START Text segment

Belonging to a professional association means education, newsletters, meetings, camaraderie and opportunities for friendship and personal growth, according to members of the Minnesota Academy of Physician Assistants.
There are so many reasons to belong to a professional organization: camaraderie, continuing education opportunities, representation to the medical profession, regulators, employers and insurers, and leads in finding jobs.
Beverly Kimball, a physician assistant with NOW Medical Centers based in Golden Valley, has been a member of the Minnesota Academy of Physician Assistants (MAPA), www.mnacadpa.org, since 1985. She's been president three times, chaired a variety of committees, been active on others, and even served as a delegate to the American Academy of Physician Assistants.
Kimball appreciates all the usual reasons for belonging to a professional organization. But there's more in it for her. "These people are some of my closest friends. It's an extended family," she says.
Take The Long View
MAPA currently has more than 500 professional members, 113 student members and a handful of others. Kimball acknowledges that some PAs haven't joined the organization because their employer won't pay the $125 annual dues. She considers that stance short-sighted.
MAPA members receive discounts on continuing medical education courses and may subscribe to the organization's professional newsletter for $15 a year versus $98 a year for non-members, she explains. They may attend MAPA's multiple-day meetings each spring and fall and receive a 25-percent discount on Epocrates, a medical and drug information program for computers, PDAs and mobile phones.

END Text segment

> _What to work on_:
**a)** According to the article on the Minnesota Academy of Physician Assistants, how much are the organization's annual dues?
**b)** Summarize the article on the Minnesota Academy of Physician Assistants in two sentences.
**c)** Continue the article on the Minnesota Academy of Physician Assistants from the point where it stops.
The material that comes after this article has no connection to it.

START Extracted data

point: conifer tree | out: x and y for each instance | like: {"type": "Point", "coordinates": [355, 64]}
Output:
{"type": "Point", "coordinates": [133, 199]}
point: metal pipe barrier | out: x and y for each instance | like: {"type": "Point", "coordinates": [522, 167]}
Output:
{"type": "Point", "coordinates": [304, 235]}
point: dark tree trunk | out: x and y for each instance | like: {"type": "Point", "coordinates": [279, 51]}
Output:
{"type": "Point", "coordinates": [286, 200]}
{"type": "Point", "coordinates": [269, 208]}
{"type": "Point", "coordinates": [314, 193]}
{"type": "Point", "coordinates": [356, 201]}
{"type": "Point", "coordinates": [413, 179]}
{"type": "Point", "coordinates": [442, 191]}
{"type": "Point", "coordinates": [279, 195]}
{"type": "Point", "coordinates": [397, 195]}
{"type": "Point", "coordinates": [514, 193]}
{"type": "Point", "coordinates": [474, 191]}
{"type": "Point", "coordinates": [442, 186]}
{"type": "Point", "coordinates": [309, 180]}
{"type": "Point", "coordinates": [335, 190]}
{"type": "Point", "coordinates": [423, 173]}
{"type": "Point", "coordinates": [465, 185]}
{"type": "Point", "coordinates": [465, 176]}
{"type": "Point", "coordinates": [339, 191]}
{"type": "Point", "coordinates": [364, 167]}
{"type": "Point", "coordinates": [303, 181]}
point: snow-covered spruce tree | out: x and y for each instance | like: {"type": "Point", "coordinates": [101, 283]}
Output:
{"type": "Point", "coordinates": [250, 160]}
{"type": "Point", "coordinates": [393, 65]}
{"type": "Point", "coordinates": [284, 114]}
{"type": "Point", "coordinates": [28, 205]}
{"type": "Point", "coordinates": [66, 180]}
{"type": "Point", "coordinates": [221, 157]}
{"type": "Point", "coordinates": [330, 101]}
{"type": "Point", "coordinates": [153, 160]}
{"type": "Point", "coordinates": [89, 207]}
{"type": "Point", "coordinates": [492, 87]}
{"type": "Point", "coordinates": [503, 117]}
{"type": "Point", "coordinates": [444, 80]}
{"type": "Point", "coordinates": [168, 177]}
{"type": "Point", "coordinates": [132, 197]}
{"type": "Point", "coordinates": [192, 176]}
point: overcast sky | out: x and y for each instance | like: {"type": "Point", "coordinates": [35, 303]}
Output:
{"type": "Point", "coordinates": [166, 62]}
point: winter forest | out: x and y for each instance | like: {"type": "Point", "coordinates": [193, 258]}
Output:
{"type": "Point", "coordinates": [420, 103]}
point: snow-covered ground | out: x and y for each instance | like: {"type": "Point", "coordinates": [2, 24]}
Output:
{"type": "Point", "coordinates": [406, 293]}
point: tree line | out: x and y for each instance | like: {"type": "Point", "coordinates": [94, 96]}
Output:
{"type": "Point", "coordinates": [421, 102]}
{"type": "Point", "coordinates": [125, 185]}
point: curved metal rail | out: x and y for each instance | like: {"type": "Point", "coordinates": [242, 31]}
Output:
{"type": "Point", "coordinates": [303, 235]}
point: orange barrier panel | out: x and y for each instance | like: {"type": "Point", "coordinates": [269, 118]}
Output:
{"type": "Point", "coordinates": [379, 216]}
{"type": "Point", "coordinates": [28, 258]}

END Extracted data

> _Exercise responses_:
**a)** The annual dues are $125.

**b)** Beverly Kimball, a physician assistant and a member of the Minnesota Academy of Physician Assistants since 1985, values the usual benefits of belonging, but she also sees its members as close friends and an extended family. The group has more than 500 professional members, and Kimball considers it short-sighted when employers won't pay the $125 dues, since members get discounts on continuing education, the newsletter and Epocrates, along with access to spring and fall meetings.

**c)**
"You will learn so much about yourself if you join a committee and take on a leadership role. You will grow as a professional, but more than that, you will grow as a person," Kimball adds. "If you're not active, you might not be happy with the outcomes, but if you step up and help out, maybe the outcomes would have been different."
Constant Learning Experience
Walt Rothwell, a PA at Mayo Clinic in Rochester, first volunteered to help on MAPA's board in 1990 and currently co-chairs the legislative and reimbursement committee. Membership has taught him not only about professional practice requirements but also about how PAs around the state function, whether they are in a general or specialty medical practice.
"There is a tremendous amount of diversity in the specific patient care we provide, and by networking, it's kind of a constant learning experience," Rothwell says. "One of the greatest benefits of MAPA membership is the nurturing of leadership skills for all who get involved. Through board activity, interaction with our national leaders and MAPA's professional staff, we see a steady stream of PAs growing into higher levels of leadership than they ever expected."